■ Exercise aim:
The required answer is the data below, restated word for word with images omitted.

++++ Material for the task ++++

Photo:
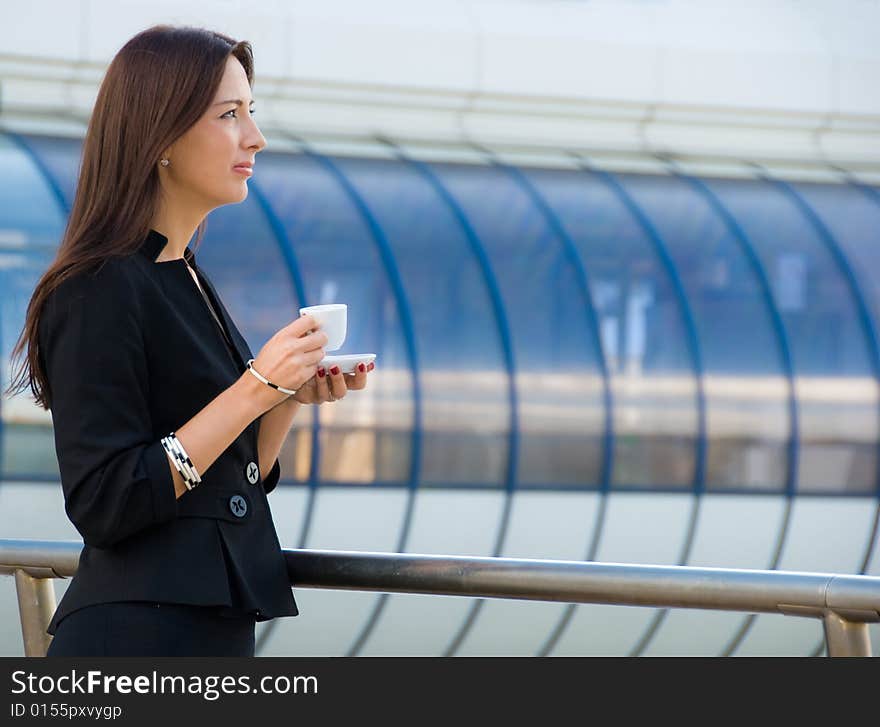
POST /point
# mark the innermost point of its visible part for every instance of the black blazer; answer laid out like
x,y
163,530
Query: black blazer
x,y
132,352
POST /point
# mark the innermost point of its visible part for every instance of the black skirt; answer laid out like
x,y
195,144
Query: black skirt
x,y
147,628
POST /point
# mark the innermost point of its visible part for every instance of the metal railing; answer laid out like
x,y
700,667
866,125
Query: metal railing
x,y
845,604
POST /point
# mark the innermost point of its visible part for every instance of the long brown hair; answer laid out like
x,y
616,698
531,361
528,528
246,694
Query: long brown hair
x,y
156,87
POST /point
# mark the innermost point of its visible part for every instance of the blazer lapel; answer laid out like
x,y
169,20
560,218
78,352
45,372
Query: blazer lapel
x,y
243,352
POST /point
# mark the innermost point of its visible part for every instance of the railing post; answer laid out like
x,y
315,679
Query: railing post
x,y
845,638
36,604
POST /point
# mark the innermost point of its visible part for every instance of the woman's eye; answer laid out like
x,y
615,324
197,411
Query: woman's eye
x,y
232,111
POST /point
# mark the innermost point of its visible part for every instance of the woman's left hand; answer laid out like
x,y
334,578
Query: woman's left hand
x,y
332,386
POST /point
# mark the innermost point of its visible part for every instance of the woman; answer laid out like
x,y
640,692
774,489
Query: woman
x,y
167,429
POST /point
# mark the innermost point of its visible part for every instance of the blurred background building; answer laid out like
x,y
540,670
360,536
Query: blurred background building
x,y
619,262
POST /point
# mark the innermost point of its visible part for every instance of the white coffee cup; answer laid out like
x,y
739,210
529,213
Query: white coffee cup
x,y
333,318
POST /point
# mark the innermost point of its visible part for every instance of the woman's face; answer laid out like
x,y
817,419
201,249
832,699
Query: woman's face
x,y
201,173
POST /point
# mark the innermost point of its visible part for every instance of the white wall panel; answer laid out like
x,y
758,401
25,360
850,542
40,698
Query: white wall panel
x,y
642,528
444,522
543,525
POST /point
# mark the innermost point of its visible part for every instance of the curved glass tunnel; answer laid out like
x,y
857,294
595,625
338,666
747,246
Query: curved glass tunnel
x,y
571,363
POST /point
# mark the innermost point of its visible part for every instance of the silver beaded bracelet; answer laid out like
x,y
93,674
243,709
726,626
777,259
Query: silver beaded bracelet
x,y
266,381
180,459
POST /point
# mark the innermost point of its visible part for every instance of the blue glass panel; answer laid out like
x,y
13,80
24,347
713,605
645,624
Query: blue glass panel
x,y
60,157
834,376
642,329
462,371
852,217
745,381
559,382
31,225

++++

■ Problem solution:
Photo:
POST /point
# mark the innermost point of its visible part for every instance of the black blazer; answer laid out like
x,y
163,530
Query: black blazer
x,y
132,352
POST /point
# mark the innermost point of its visible part for every instance of the black skirt; answer laid out like
x,y
195,144
Query: black skirt
x,y
147,628
POST /point
# mark the innermost point of its visible part for every instance of the metal railing; answer laid out like
x,y
700,667
866,125
Query: metal railing
x,y
845,604
POST /point
# mark the innermost point of its visible part for every instance of the long brown hair; answer laid out like
x,y
616,698
531,361
528,528
246,694
Query: long brown hair
x,y
156,87
POST /point
# mark the innermost point of its visible part for every instance of the blazer lapel; answer laid out like
x,y
169,20
560,218
78,352
45,372
Query: blazer lapel
x,y
243,352
POST /point
# mark the innermost point of its visible part for every instance of the railing post; answer laid out like
x,y
315,679
Query: railing post
x,y
845,638
36,604
POST /point
# mark the innermost point of its visible part for every instance of the woman's eye; answer laid out like
x,y
615,324
197,411
Query: woman's eye
x,y
232,111
POST /point
# mark the innermost point of its visible part for every instance of the woman's left hand; answer laid out like
x,y
334,578
Query: woman's left hand
x,y
332,386
POST /point
# mark the innermost point of its visible part for every instance of the woman; answer laid out like
x,y
640,692
774,489
Query: woman
x,y
167,429
POST /point
# mark the innermost point of its visible part for every instance of the blurred background building; answer laid out like
x,y
540,670
360,536
Query: blurred background building
x,y
619,262
POST /point
# mark the innermost point of its visible part for every instance of the white coffee cup; answer laid out like
x,y
739,210
529,213
Query: white coffee cup
x,y
333,318
POST /point
# mark the innermost point of its visible part for every instance of the woman's face; answer laid out like
x,y
817,419
201,249
832,699
Query: woman's face
x,y
201,173
POST /point
# mark the innermost point of its visible part for every instance of the white wall panel; answer laid out like
x,y
758,401
25,360
850,542
40,698
Query: white wall panel
x,y
642,528
444,522
543,525
POST /point
# mark the innermost point of its visible part for every instance of the curved glass tunnel; answer laid out like
x,y
857,294
595,625
338,666
747,246
Query: curved glass tunnel
x,y
571,363
POST /point
# mark the innermost point of its visible part for every instance of the silver beaded bracelet; answer laid out like
x,y
93,674
243,709
726,626
777,259
Query: silver beaded bracelet
x,y
266,381
180,459
POST /point
# mark the innermost point of its visible part for every instance of the blue glass panel; answer laid out like
x,y
13,80
24,347
713,605
645,624
Query: blue glass panel
x,y
60,157
834,376
642,329
462,371
852,217
745,381
559,382
31,225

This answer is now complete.